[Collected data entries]
_ _ _ _
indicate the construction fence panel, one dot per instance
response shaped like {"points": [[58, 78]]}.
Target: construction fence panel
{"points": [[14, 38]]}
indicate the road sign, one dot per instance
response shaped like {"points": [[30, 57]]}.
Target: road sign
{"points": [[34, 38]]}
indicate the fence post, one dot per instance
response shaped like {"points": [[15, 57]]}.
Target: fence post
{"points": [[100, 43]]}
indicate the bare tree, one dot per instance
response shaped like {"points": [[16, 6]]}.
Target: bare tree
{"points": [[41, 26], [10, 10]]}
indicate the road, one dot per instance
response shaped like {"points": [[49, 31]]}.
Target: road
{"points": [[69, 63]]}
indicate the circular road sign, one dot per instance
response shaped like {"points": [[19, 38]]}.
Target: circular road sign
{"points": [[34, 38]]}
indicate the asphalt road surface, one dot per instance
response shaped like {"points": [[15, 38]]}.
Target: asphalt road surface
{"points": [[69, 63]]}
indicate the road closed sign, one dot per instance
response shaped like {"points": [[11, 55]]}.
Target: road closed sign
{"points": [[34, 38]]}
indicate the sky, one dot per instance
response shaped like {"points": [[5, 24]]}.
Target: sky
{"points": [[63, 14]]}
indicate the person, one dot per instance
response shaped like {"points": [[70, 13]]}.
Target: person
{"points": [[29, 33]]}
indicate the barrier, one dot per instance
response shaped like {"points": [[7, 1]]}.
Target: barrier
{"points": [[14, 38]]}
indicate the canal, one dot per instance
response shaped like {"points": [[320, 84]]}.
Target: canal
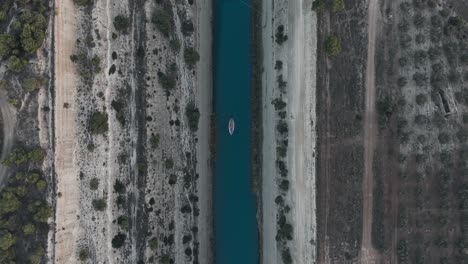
{"points": [[236, 236]]}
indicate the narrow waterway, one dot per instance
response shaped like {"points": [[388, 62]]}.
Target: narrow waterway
{"points": [[235, 209]]}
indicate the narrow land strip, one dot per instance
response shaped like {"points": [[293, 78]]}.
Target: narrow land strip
{"points": [[65, 138], [370, 134]]}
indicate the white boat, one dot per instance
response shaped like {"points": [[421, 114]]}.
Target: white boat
{"points": [[231, 126]]}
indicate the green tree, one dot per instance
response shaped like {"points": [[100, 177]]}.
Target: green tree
{"points": [[43, 213], [121, 23], [94, 184], [9, 203], [29, 229], [16, 64], [7, 44], [7, 240], [99, 204], [332, 46], [163, 21], [191, 56], [338, 5], [193, 116], [83, 255], [98, 123], [318, 5], [153, 243], [122, 221], [118, 240]]}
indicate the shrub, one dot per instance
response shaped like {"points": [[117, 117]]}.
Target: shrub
{"points": [[98, 123], [193, 116], [94, 184], [82, 2], [318, 5], [118, 240], [83, 255], [444, 138], [280, 36], [163, 21], [332, 46], [122, 221], [16, 64], [121, 23], [169, 163], [419, 20], [191, 56], [153, 243], [154, 141], [119, 187], [421, 99], [338, 5], [99, 204]]}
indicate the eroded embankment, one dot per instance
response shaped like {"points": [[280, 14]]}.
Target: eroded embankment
{"points": [[289, 137], [131, 150]]}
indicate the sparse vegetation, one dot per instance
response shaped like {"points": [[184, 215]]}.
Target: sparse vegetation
{"points": [[193, 116], [98, 123], [332, 46]]}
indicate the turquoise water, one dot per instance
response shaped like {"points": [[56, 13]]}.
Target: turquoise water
{"points": [[235, 208]]}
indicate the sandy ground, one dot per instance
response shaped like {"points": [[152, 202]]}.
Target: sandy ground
{"points": [[65, 139], [204, 84], [9, 120], [299, 57], [370, 134], [269, 189], [302, 137]]}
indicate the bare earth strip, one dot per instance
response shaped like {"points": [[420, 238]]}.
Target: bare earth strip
{"points": [[203, 19], [299, 57], [370, 133], [302, 135], [269, 189], [65, 136]]}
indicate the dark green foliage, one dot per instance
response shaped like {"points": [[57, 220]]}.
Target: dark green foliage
{"points": [[193, 116], [94, 184], [119, 187], [444, 138], [279, 104], [122, 221], [82, 2], [280, 36], [16, 64], [98, 123], [419, 20], [191, 56], [121, 23], [154, 141], [19, 156], [162, 19], [169, 163], [153, 243], [119, 240], [99, 204], [332, 46], [318, 5], [421, 99], [83, 255]]}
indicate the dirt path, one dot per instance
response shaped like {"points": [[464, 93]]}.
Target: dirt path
{"points": [[302, 136], [204, 86], [9, 120], [65, 136], [370, 133]]}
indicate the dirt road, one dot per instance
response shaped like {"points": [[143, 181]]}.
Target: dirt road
{"points": [[9, 120], [65, 136], [370, 134], [204, 86]]}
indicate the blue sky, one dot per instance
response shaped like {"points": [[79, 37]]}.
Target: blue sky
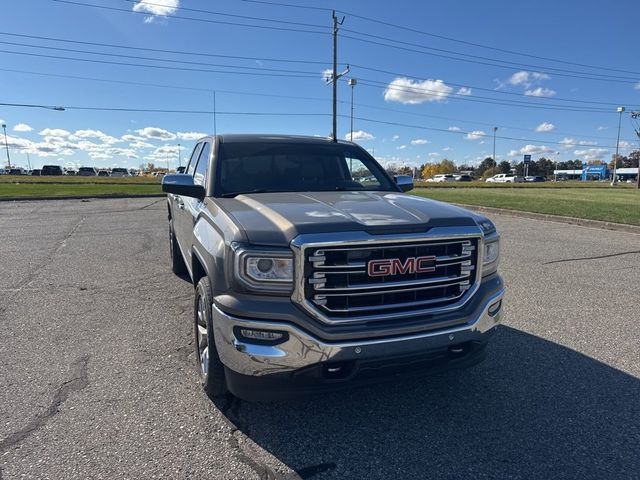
{"points": [[415, 101]]}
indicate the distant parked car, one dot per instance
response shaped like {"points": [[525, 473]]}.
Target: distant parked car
{"points": [[119, 172], [505, 178], [51, 170], [442, 178], [463, 178], [535, 178], [87, 172]]}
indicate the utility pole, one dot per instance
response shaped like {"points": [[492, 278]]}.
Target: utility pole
{"points": [[352, 83], [335, 75], [493, 170], [6, 144], [614, 180], [214, 113]]}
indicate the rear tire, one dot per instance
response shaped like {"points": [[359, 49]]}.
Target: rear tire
{"points": [[177, 262], [211, 368]]}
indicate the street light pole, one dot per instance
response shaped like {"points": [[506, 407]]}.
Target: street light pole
{"points": [[614, 181], [493, 170], [6, 144], [352, 83]]}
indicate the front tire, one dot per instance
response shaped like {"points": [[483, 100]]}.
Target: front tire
{"points": [[211, 368]]}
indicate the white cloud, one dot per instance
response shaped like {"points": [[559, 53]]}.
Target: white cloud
{"points": [[54, 132], [22, 127], [156, 133], [359, 135], [190, 135], [476, 134], [407, 91], [540, 92], [526, 79], [545, 127], [592, 153], [569, 142], [530, 150], [157, 8]]}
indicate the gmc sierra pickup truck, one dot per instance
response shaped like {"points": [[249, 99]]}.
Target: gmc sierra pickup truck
{"points": [[313, 269]]}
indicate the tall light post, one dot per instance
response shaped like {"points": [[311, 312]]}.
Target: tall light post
{"points": [[6, 144], [493, 170], [352, 83], [614, 181]]}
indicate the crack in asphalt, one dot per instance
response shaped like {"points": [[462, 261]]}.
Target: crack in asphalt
{"points": [[592, 258], [31, 276], [240, 428], [78, 381]]}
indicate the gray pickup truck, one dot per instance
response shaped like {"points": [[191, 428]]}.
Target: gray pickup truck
{"points": [[314, 270]]}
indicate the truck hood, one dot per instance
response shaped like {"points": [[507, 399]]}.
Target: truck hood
{"points": [[277, 218]]}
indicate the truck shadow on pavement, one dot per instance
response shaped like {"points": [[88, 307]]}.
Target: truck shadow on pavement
{"points": [[533, 409]]}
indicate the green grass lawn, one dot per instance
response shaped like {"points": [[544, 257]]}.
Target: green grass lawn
{"points": [[35, 190], [620, 205]]}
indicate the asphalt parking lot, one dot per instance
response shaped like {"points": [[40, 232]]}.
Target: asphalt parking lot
{"points": [[98, 375]]}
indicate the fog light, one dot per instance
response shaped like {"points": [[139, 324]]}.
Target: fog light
{"points": [[495, 308], [268, 337]]}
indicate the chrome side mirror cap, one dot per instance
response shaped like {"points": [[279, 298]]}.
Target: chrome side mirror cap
{"points": [[405, 182], [182, 184]]}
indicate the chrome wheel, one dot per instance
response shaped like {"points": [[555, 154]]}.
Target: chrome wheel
{"points": [[203, 337]]}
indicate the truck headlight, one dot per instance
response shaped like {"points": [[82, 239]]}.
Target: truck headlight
{"points": [[269, 269], [491, 254], [263, 270]]}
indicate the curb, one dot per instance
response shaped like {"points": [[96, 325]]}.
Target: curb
{"points": [[582, 222], [80, 197]]}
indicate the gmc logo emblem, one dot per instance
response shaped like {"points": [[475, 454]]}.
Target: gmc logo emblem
{"points": [[395, 266]]}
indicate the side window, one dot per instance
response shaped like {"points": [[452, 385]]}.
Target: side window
{"points": [[200, 175], [191, 166], [359, 172]]}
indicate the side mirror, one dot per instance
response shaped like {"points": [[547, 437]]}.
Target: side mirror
{"points": [[182, 184], [405, 182]]}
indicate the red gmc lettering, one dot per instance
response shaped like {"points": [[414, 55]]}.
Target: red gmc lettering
{"points": [[395, 266]]}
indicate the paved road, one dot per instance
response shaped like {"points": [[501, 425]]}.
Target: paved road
{"points": [[98, 376]]}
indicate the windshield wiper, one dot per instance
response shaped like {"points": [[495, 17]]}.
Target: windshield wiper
{"points": [[257, 190]]}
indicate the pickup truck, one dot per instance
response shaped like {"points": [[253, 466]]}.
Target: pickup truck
{"points": [[505, 178], [314, 270]]}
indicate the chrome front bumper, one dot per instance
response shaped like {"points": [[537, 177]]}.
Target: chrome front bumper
{"points": [[301, 349]]}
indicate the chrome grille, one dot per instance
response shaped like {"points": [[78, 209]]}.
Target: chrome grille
{"points": [[339, 285]]}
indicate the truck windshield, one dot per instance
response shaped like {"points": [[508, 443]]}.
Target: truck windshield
{"points": [[272, 167]]}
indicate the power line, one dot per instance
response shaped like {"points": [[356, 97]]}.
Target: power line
{"points": [[377, 70], [474, 44], [480, 62], [479, 99], [159, 50], [203, 20], [477, 134], [296, 97], [162, 67], [173, 61]]}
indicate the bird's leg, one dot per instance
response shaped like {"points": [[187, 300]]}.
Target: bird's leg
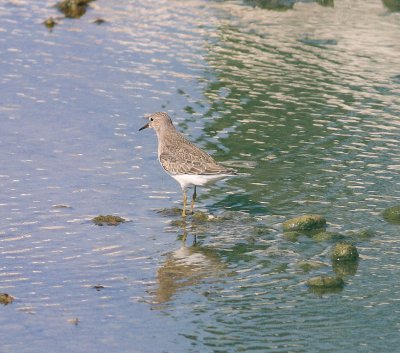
_ _ _ _
Pull out every line of the items above that contains the word "street" and copy each one.

▶ _Complete output_:
indicate the street light pole, one dot per instance
Target: street light pole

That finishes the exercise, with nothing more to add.